From Selling Specs to Selling Agents: Inside the Huawei-Xiaomi AI Sovereignty Battle
By The Numbers - 900 million active devices running HarmonyOS by late 2025 - Over 90% of Huawei devices running homegrown HarmonyOS as of January 2026 - March 19 and March 23: Xiaomi and Huawei press conference dates in 2026 - Two competing visions for AI agent dominance across Chinese tech ecosystems - 5+ years of development behind Huawei's independent microkernel OS architecture
The smartphone wars have evolved. What began as a race for processor cores and megapixels has transformed into something far more consequential: control over the AI agent that mediates your entire digital existence. In March 2026, Huawei and Xiaomi unveiled fundamentally different answers to the same question: who should own the intelligence layer between you and your devices?
This is where the real battle lies. Not in hardware specifications, but in sovereignty itself.
The Sovereignty Split: Physical vs. Logical Control
When Huawei unveiled HarmonyOS 6 on March 23, it presented a vision of what Chen Hao, speaking for the company, described as advancing "its All Intelligence strategy, moving toward all-scenario intelligence." But beneath that phrase lies a radical commitment: total ecosystem independence from Western technology foundations.
Huawei's approach is structural. The company has developed its own chips, built a microkernel operating system, and created proprietary AI frameworks. This is what executives call "root sovereignty", meaning independence at the physical level. HarmonyOS 6 positions itself as "a second digital survival system" entirely detached from Android, iOS, or any infrastructure controlled by US-aligned technology companies. As positioning statements go, it's unambiguous: we do not depend on outsiders.

Work instructions: Resume the article on the Huawei-Xiaomi AI sovereignty battle, picking up right after its final sentence.

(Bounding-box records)
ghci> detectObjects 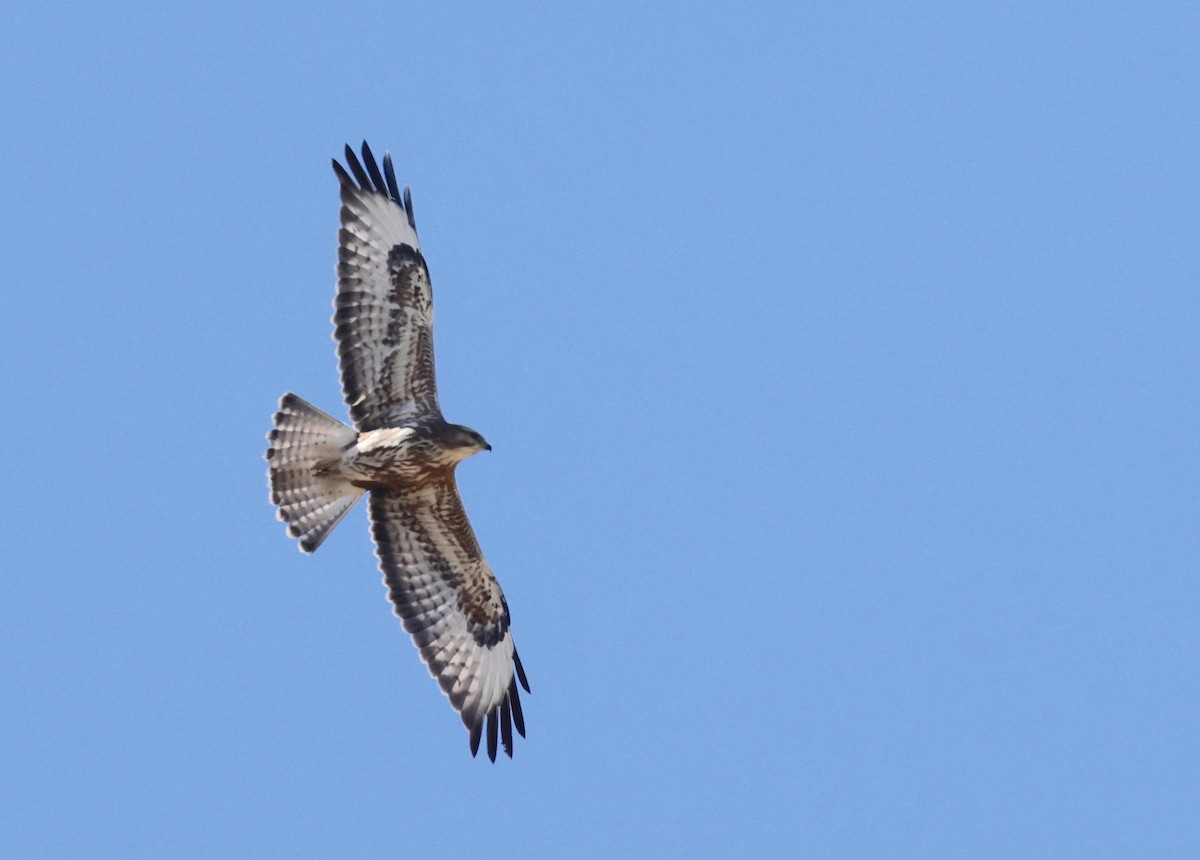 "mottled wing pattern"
[371,482,529,762]
[334,143,442,431]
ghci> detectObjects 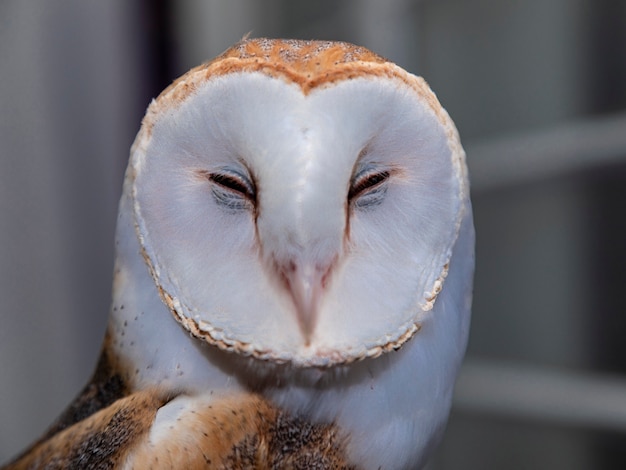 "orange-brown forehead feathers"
[135,38,448,146]
[149,38,392,112]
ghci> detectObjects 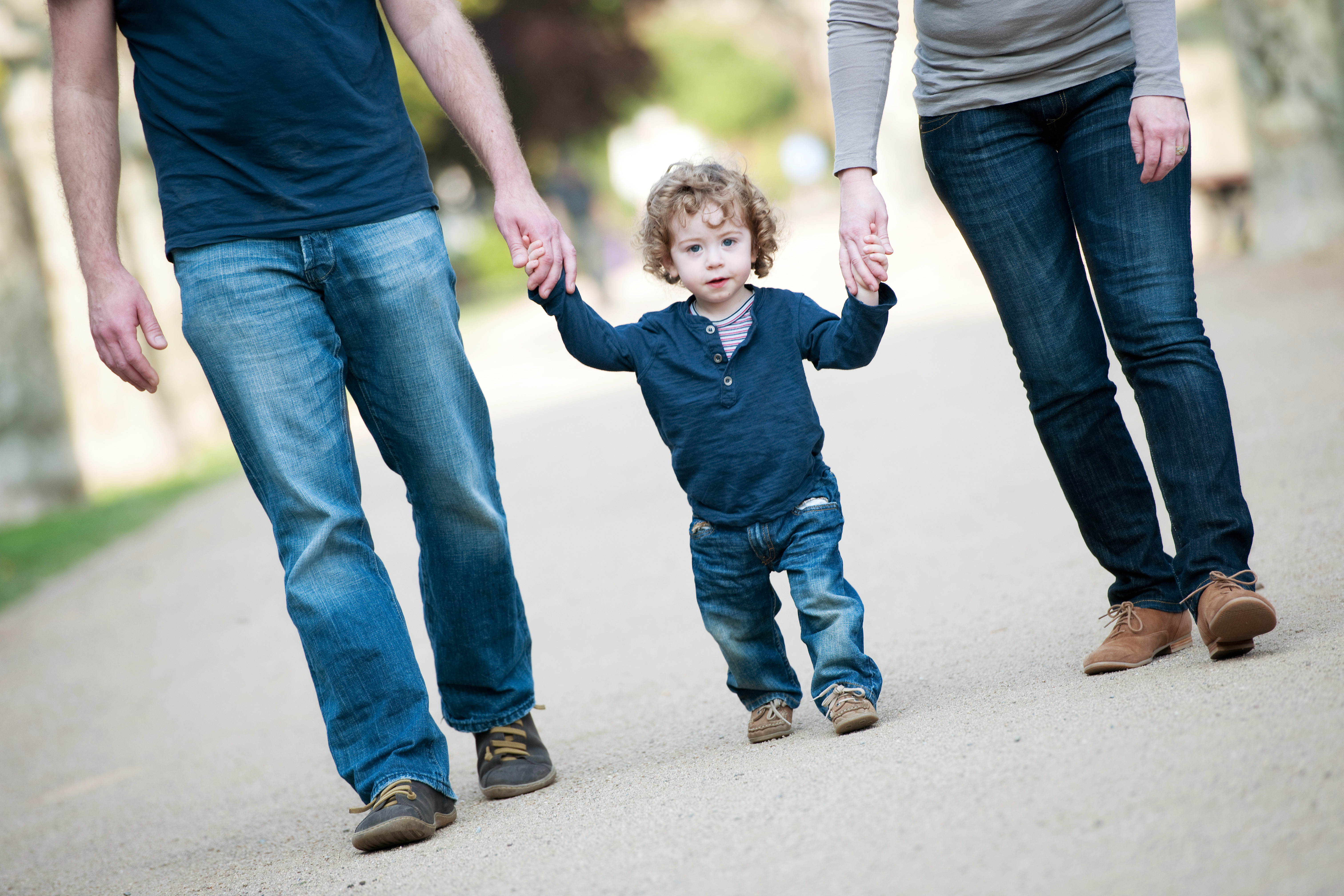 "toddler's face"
[663,206,755,314]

Response for this exercise:
Xiaomi, by contrast, took the stage on March 19 with a different philosophy. Rather than seeking independence through complete stack control, Xiaomi announced MiMo, a large language model designed to operate as what company leadership frames as a "logical centre." This centre integrates third-party services across devices, including iOS devices. The strategy is distributive rather than isolationist. Xiaomi positions itself as an efficient scheduler and traffic manager, the orchestrator of a more open ecosystem where it captures value through arrangement rather than exclusion.
| Dimension | Huawei | Xiaomi | |-----------|--------|--------| | OS Independence | Proprietary microkernel | Integrated third-party services | | AI Architecture | Homegrown frameworks | MiMo large language model | | Ecosystem Model | Closed and sovereign | Open and orchestrated | | Device Scope | HarmonyOS devices only | Cross-platform (including iOS) | | Strategic Focus | Physical-level control | Logical-level convenience |
These are not minor product differentiations. They represent two competing visions for the future of AI in Asia.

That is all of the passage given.